═════ SELECTED EXTRACT

Boot camp doesn't spare the rod for China's spoiled boys
Parents pay well to straighten out `little emperors'
![]() Boys at the West Point Training Center in Hangzhou endure daily physical training. Harsh measures, such as public whippings for misbehavior, have made the camp popular with parents. (Cancan Chu/ Getty Images) |
HANGZHOU, China -- Asked whether anyone has ever been beaten by his teacher, all the boys point to Chen Chen. The 12-year-old lifts up his shirt. Sure enough, there are four faint scars on his back from the feared whip.
``Of course it hurt," Chen acknowledged. ``But it was because I misbehaved."
``We were all scared to death," classmate Xia Jingying chimed in.
These children aren't victims of substandard public schooling. Rather, their parents paid good money to send them here to West Point, a popular boot camp named after the US military academy but designed to straighten out the ``little emperors" of China's one-child generation.
For more than two decades, China's strict family-planning policy has created a culture in which the coveted lone male heirs tend to run amok at home and in school as besotted parents forget to teach them the meaning of discipline.
One woman believes the only way to rein in all these spoiled boys is to stop sparing the rod. At Wan Guoyin's West Point, every child knows the consequences of bad behavior.
The worst offenders get a whipping, minus their shirts, even in the dead of winter, and in front of the entire school. Minor offenses such as cursing can result in being forced to swallow a spoonful of hot chili sauce or chew on a bitter Chinese herb that turns the tongue yellow for hours.
``I saw a kid spit it out and throw up," said Zheng Dongxin, 12. ``The teacher made him eat twice as much!"
``We do it more for the humiliation than the pain," said Wan, 47, in a simple black cotton dress, and braided hair reaching to her waist. ``The goal is to give them a memorable lesson."
Wan got the idea for the school a few years ago when she was a guest on a radio program about problem children. The former kindergarten teacher and mother of a 22-year-old daughter remembered that nearly 90 percent of the callers complained about disciplinary problems with their sons.
A couple of years ago, she started a small after-school program to see whether she could help. Parents liked it so much that the program grew from a dozen or so children to the current 100 full-time summer camp students, with more than 100 on the waiting list.
In the summer, the boys live full time at a rundown campus rented out by a foreign language institute on the outskirts of town. They remain here for the two-month program, living in dorms where everyone gets up at 6 a.m. and spends the day either studying in stifling classrooms or training outside in the heat. There is free time to play, but no TV. (The older children are permitted to watch half an hour of the stodgy official CCTV newscast at 7 p.m.)

══════════
═════ GIVEN DATA

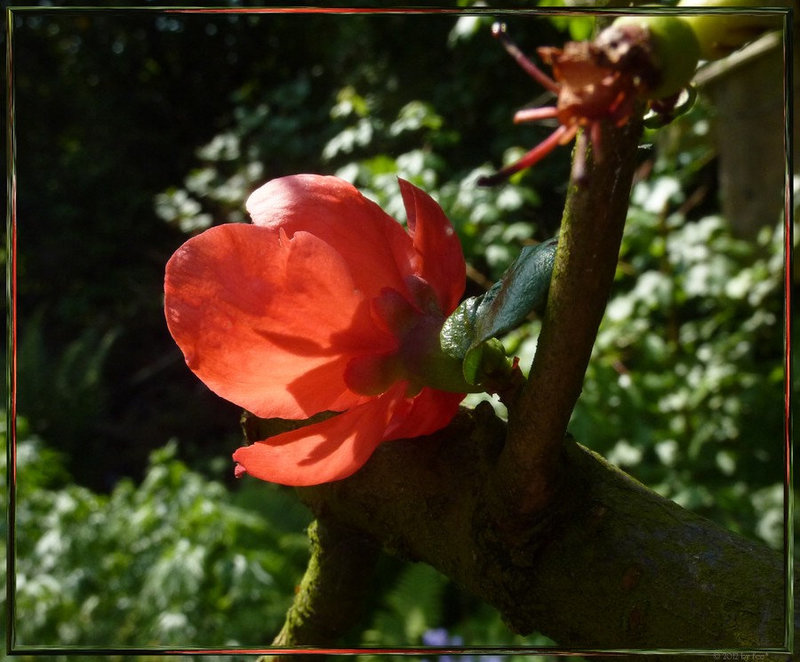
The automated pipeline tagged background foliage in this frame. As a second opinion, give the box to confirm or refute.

══════════

PROBLEMS AND TASKS:
(1) In the article about the West Point boot camp in Hangzhou, what time do the boys get up each day during the summer program?
(2) Pick up the article about the West Point boot camp for China's spoiled boys and keep writing it from its last sentence.

REPLIES:
(1) At 6 a.m.

(2)
``My son has improved so much his teacher says he is a changed boy," said Yang Yang, the mother of 12-year-old Ling Ling, who had behavior problems since his first day of school.
The majority of Chinese children still live in the countryside, and many suffer from poverty so dire that they can't afford a basic education, much less expensive extracurricular activities. But in another sign of China's growing wealth gap, alternative schools of hard knocks have sprung up across the country to meet the rising demand of mostly urban parents frustrated with the wayward ways of their overindulged sons.
``As only children, their parents give them everything they want and they don't have to do anything for themselves," said Wan, who charges about $300 a month for her program. ``The kids still say they are unhappy and misbehave. That's because they don't know what happiness is. Here we provide bitterness, so they have a point of reference."
At first, whippings were not part of the daily routine.
Then a student spilled a drop of soup on another. The student with the stained shirt reacted by pouring a bowl of hot liquid on the offender's lap. Wan happened to be standing nearby and without thinking whipped the boy with the plastic jump-rope in her hand.
``Even I was shocked at what I did," Wan recalled. ``All the students froze." Stricken with remorse, Wan immediately contacted the student's parents and apologized. To her surprise, the mother told her, ``You should have done that long ago!"
Gradually, Wan began to work the whipping into her repertoire, and it became the hallmark of her academy.
``Some parents beat their children too, but it's often random and the children don't always understand cause and effect, so they get hurt for nothing," said Wan, who insists that she's careful in her canings. ``Here we would never make anyone bleed. I'd only strike on the back and only on the skin, not the bone. That way it looks bad but heals fast."
Each week, about a dozen boys are pulled out of their regular classrooms and singled out for special punishment and an obligatory public whipping.
They have to endure several hours more physical training in the summer heat and must pull weeds and clean the campus. And they are permitted to eat only plain rice for lunch .
``After three days of severe punishment like that, they all realize going back to the classroom to do homework is a much better option," Wan said.![]()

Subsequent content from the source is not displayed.